▸ INSTRUCTIONS TO FOLLOW
Reproduce, word for word, the records between the line containing "Mark the blond hair, one point per instance." and the line containing "Target: woman's flip flop", inclusive. Leave the pictures out.

## begin DATA SUPPLIED

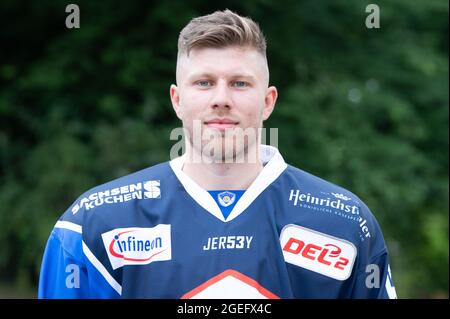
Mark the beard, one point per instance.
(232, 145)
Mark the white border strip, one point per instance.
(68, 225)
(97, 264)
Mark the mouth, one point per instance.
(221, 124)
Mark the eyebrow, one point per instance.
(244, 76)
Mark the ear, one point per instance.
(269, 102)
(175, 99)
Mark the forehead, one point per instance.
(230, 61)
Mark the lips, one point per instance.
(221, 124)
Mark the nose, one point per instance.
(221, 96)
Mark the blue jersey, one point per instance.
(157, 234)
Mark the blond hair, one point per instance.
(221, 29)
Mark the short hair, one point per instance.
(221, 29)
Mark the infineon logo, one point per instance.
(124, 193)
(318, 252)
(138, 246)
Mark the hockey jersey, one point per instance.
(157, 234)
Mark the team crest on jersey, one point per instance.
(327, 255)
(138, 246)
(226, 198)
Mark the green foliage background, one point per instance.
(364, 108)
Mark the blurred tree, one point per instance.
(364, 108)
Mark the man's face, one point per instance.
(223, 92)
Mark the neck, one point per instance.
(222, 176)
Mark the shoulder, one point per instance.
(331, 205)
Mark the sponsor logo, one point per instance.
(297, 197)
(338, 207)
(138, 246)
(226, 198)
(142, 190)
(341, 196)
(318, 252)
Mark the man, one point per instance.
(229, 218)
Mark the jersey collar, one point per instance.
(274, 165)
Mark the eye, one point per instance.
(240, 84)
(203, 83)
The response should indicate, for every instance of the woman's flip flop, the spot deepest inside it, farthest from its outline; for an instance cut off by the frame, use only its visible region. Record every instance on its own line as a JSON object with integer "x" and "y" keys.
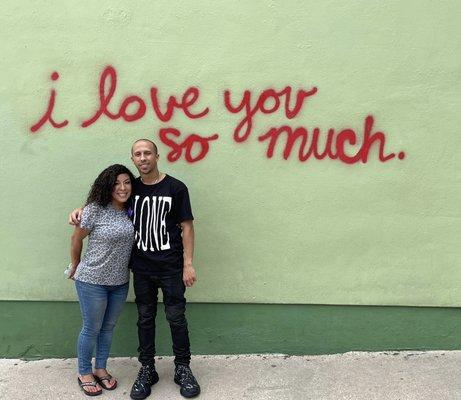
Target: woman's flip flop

## end DATA SUPPLIED
## begin DATA SUPPLIED

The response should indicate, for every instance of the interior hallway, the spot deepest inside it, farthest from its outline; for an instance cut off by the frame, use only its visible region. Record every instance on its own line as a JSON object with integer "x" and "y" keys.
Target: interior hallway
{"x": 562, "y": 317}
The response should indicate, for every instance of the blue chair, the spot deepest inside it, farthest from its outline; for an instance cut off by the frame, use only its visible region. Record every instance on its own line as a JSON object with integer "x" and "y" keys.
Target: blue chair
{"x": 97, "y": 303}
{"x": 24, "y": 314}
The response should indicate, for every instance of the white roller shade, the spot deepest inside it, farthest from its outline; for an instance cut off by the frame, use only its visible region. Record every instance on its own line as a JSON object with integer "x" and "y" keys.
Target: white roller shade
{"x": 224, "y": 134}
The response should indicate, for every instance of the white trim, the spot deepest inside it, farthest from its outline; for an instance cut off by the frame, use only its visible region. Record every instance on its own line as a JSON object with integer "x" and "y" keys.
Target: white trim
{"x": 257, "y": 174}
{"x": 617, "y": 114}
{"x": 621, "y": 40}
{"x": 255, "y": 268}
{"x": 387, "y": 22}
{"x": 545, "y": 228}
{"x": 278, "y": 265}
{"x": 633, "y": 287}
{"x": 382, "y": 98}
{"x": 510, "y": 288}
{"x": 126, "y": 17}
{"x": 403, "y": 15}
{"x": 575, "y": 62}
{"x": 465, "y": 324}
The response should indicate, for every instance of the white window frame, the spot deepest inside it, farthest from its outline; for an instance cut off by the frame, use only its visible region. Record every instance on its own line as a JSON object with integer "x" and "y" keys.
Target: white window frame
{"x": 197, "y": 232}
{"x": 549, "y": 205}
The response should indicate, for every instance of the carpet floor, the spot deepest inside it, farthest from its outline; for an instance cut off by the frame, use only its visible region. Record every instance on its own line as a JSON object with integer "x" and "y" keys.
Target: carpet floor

## end DATA SUPPLIED

▸ SOLVED EXERCISE
Mark the blond hair, one point per instance.
(221, 29)
Mark the short hair, one point per instance.
(221, 29)
Mark the infineon logo, one point per instance.
(124, 193)
(318, 252)
(138, 246)
Mark the hockey jersey, one point per instance.
(157, 234)
Mark the team crest on jersey, one point per instance.
(327, 255)
(138, 246)
(226, 198)
Mark the green foliage background, one point per instance.
(364, 108)
Mark the blurred tree, one point per instance.
(364, 108)
Mark the man's face, one point per instance.
(223, 92)
Mark the neck, one point per instance.
(222, 176)
Mark the shoulder, one point per instance.
(331, 205)
Mark the sponsor logo, one point per instance.
(297, 197)
(338, 207)
(138, 246)
(226, 198)
(142, 190)
(341, 196)
(318, 252)
Mark the man, one point per instance.
(229, 218)
Mark the jersey collar, one point per instance.
(274, 165)
Mark the eye, one point per instance.
(240, 84)
(203, 83)
The response should indicate, for every instance of the woman's flip flop, the spot deepest inside it, farthest from its outline; for an instance cut off by the frame, use only its visible region. Record every instance on its own line as a JSON object with integer "x" and "y" keys.
Target: woman's flip flop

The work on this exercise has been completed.